◆ What is needed: Copy out the whole passage on Al's advice to aspiring writers word for word, with no changes.

◆ Excerpt:
————————

Al would say to aspiring writers, "You have an eye problem", and tease them with ambiguity by holding pages nearer or further away from them. When the penny of Zen had dropped, you'd realize he was also saying "You have an ‘I' problem". He was implacable in pushing the point, in detailed comments on work, that failure to see things freshly, with deepened significance, is so often inseparable from knee-jerk concerns with self. He detested poetry that seemed shaped by a quest for reputation, not by a quest for just the right word -- whether your reputation was in tatters or not.

One of my biggest "eye/I" problems, as I began submitting poetry, was fear of rejection. Without Al's no-nonsense encouragement, I would still be writing, but it would all be in my desk-drawer. Al told me, "Study the rhino! Get a thick skin! You'll receive plenty of rejection slips for sure. Paper your kitchen, even your dog with them. But keep submitting poetry -- so long as you believe it's good."

————————

◆ Entries provided:
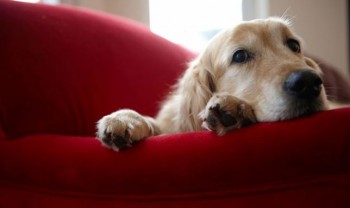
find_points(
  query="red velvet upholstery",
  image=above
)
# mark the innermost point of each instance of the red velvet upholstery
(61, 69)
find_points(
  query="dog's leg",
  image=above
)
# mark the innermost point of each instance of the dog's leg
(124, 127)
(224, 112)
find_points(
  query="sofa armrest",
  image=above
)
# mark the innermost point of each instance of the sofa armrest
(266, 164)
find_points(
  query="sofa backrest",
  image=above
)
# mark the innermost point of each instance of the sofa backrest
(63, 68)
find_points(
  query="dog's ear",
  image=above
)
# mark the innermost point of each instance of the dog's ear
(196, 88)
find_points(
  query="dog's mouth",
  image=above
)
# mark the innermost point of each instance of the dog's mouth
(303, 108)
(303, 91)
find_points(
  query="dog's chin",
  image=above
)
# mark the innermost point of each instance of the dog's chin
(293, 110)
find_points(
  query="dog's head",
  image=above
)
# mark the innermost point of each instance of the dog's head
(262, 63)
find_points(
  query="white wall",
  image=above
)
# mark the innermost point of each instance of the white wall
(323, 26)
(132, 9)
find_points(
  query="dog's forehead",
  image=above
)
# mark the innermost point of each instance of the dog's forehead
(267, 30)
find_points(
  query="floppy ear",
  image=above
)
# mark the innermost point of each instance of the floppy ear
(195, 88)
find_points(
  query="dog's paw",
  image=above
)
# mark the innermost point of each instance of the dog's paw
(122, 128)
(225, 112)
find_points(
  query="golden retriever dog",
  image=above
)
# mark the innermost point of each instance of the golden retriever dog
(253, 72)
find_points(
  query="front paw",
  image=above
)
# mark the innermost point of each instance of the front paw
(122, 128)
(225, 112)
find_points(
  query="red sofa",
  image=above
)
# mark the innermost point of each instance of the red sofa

————————

◆ Complete answer:
Al would say to aspiring writers, "You have an eye problem", and tease them with ambiguity by holding pages nearer or further away from them. When the penny of Zen had dropped, you'd realize he was also saying "You have an ‘I' problem". He was implacable in pushing the point, in detailed comments on work, that failure to see things freshly, with deepened significance, is so often inseparable from knee-jerk concerns with self. He detested poetry that seemed shaped by a quest for reputation, not by a quest for just the right word -- whether your reputation was in tatters or not.

One of my biggest "eye/I" problems, as I began submitting poetry, was fear of rejection. Without Al's no-nonsense encouragement, I would still be writing, but it would all be in my desk-drawer. Al told me, "Study the rhino! Get a thick skin! You'll receive plenty of rejection slips for sure. Paper your kitchen, even your dog with them. But keep submitting poetry -- so long as you believe it's good."